» Directive: Output exactly, please, the lines of the records below from the one containing "trousers in the photo above." through the final line.

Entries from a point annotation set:
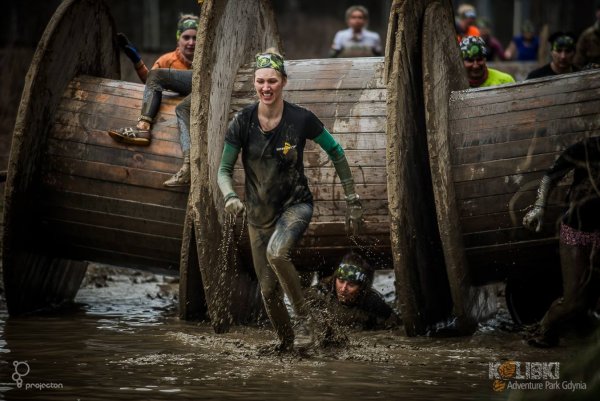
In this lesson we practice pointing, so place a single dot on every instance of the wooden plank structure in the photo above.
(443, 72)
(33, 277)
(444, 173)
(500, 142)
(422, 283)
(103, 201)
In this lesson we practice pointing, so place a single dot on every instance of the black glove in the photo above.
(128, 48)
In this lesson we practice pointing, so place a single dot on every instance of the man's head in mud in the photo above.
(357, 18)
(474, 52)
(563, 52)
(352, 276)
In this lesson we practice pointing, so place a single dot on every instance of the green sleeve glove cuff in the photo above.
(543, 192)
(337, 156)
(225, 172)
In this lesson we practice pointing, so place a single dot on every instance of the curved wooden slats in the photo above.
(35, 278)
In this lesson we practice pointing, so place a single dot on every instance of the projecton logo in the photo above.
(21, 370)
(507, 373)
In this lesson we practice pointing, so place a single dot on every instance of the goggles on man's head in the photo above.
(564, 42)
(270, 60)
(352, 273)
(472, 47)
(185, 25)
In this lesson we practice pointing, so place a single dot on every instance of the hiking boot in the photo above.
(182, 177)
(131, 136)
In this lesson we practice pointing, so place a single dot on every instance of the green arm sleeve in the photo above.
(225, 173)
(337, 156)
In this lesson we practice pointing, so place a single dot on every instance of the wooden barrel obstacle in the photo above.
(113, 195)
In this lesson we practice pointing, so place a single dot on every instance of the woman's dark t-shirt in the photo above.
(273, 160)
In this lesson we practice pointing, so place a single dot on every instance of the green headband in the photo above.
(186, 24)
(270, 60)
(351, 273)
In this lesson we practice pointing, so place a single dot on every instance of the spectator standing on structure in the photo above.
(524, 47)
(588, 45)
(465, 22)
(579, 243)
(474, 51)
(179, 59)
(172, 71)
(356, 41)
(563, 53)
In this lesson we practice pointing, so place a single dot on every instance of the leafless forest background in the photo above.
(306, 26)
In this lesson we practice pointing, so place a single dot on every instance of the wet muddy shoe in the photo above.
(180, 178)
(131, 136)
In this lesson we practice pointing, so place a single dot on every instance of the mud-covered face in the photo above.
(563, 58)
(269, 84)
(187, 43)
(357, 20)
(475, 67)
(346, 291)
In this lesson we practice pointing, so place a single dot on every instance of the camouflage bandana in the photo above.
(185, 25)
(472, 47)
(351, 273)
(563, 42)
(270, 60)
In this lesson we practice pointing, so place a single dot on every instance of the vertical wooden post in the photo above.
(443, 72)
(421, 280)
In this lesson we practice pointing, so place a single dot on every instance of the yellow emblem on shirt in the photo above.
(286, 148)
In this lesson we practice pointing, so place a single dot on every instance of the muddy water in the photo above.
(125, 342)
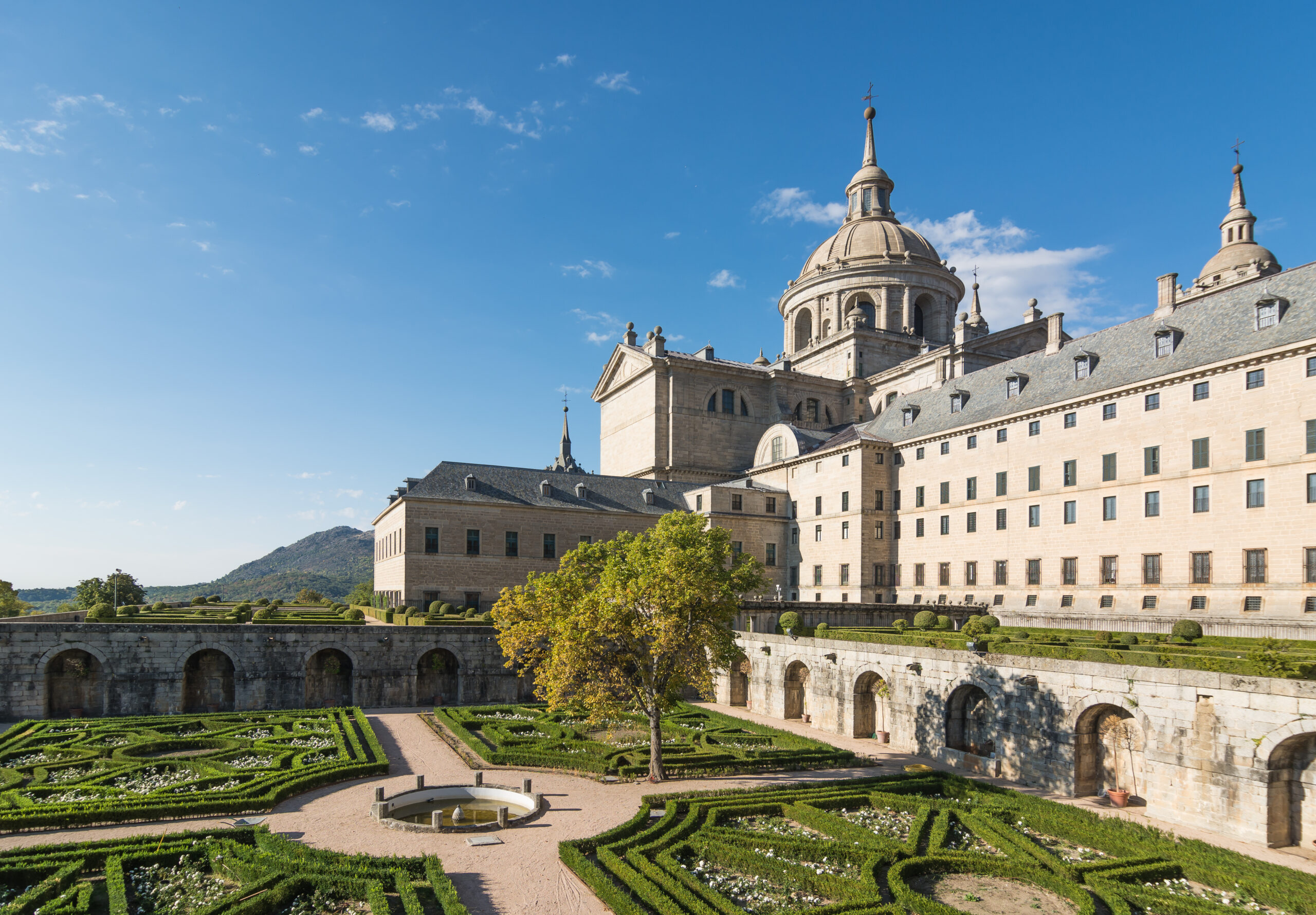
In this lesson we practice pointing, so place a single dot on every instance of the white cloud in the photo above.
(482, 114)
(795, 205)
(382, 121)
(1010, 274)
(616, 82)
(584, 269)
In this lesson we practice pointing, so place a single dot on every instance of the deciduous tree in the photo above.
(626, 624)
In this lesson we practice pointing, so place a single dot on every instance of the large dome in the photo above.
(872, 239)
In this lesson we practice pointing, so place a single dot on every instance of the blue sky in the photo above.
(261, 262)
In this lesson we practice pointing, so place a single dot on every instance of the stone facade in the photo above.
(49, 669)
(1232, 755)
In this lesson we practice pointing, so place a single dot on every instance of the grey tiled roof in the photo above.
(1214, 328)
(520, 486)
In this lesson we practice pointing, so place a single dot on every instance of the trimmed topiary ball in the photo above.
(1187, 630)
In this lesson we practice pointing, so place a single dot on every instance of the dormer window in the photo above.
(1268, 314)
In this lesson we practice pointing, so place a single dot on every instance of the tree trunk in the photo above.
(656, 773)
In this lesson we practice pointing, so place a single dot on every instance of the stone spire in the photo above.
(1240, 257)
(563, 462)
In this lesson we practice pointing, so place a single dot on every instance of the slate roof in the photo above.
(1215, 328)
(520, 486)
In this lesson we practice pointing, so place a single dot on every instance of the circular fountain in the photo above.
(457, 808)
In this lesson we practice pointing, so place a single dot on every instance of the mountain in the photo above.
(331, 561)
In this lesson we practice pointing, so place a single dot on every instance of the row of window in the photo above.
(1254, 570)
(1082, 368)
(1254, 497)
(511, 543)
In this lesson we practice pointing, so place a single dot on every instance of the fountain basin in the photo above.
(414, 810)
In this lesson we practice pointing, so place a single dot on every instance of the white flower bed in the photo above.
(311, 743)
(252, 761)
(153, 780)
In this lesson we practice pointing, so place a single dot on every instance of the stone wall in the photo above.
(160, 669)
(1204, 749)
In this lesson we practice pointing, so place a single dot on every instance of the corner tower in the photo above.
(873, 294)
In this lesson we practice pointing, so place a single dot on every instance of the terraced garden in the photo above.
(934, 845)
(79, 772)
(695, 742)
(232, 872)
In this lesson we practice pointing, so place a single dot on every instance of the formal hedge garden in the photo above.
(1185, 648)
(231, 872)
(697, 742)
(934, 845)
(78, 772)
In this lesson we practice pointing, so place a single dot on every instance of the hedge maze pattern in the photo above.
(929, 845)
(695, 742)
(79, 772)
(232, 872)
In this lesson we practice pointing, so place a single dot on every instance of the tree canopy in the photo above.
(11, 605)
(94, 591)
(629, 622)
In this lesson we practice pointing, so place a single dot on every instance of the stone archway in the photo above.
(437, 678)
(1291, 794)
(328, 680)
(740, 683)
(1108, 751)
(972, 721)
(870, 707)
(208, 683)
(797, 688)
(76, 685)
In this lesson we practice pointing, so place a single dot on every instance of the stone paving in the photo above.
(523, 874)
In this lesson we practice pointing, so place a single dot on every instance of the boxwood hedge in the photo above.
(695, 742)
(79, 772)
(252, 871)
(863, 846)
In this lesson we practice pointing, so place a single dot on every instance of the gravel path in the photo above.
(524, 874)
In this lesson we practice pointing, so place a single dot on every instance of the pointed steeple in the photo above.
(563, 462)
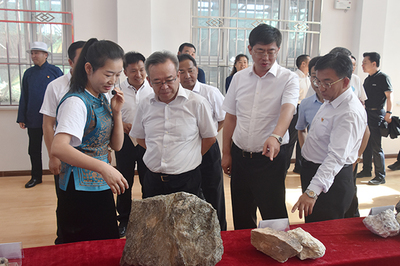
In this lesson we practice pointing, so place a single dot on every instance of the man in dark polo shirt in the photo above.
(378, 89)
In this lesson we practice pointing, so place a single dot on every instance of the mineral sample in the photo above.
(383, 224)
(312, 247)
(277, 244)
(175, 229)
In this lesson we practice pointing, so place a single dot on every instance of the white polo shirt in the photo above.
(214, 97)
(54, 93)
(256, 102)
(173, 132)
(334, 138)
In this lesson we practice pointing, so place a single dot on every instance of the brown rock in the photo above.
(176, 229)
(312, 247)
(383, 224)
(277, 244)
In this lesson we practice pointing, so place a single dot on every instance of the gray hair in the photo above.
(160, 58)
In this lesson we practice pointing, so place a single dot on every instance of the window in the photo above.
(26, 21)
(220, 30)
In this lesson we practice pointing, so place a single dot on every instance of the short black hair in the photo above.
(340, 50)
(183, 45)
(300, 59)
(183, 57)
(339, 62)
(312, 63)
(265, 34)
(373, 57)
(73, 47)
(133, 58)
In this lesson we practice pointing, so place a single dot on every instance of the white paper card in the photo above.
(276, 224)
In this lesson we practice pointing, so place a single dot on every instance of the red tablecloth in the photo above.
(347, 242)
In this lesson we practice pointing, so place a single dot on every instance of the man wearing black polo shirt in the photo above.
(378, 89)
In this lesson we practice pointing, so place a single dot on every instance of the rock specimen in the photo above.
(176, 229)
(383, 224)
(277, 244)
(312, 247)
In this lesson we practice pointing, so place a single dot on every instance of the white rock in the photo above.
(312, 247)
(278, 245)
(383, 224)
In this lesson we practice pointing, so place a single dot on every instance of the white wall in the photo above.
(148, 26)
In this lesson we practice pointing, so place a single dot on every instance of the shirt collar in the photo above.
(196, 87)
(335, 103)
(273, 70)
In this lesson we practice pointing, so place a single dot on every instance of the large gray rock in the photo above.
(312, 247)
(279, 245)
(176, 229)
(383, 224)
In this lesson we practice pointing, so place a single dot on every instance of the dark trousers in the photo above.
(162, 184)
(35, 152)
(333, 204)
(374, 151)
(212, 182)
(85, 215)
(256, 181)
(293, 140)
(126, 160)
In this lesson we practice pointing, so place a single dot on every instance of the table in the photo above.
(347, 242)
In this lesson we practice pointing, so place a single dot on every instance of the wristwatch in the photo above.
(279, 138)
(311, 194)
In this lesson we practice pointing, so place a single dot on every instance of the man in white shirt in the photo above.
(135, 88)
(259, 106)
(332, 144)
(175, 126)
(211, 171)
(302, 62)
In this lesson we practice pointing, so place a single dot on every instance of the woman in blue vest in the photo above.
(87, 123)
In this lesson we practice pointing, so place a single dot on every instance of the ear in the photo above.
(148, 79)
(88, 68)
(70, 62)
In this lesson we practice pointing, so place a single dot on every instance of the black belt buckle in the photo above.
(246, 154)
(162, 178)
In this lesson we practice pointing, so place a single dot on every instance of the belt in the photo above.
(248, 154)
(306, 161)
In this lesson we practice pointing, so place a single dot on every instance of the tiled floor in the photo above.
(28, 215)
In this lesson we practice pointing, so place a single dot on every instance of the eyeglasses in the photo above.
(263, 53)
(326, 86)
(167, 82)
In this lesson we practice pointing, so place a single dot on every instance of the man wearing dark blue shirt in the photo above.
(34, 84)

» Solution to the exercise:
In this lesson we practice pointing, so place a single dot on every instance of the dark trousers in the photo above.
(162, 184)
(35, 152)
(333, 204)
(374, 151)
(212, 182)
(85, 215)
(256, 181)
(293, 140)
(126, 160)
In this lesson we practice pointing, so place a single dot on every instance of the table in the photo above.
(347, 242)
In this lesson we practice pointing, so place a single dot on every instance of the wristwatch in the photo above.
(279, 138)
(311, 194)
In this lesson we practice pointing, so place a single dot on every instance of the man in white shirt in the photo above.
(135, 88)
(259, 106)
(332, 144)
(175, 126)
(211, 171)
(302, 62)
In this lesson we practice pointing, so place a single dot on every instance of the woman in blue vest in the photo above.
(87, 123)
In this lesson we practice pointing, so place a single dot on every instance of the ear in the photo above.
(148, 79)
(88, 68)
(70, 62)
In this lesson we practice pointing, so place a single dot on every instance of the black belt buckle in the photo above.
(246, 154)
(162, 178)
In this lesson we practice pointing, so place a single dot on every instance of the belt in the photo above.
(248, 154)
(306, 161)
In this lesson we practice pointing, so place a single dot on every instance of the tiled floor in the photo above.
(28, 215)
In this lesson we practice pointing, so place a single dot on every instance of the eyeglasses in the photo above.
(263, 53)
(326, 86)
(167, 82)
In this lesson we practice pointing, so place a single dot on every instance of the man wearing dark blue shirt in the photo above.
(34, 84)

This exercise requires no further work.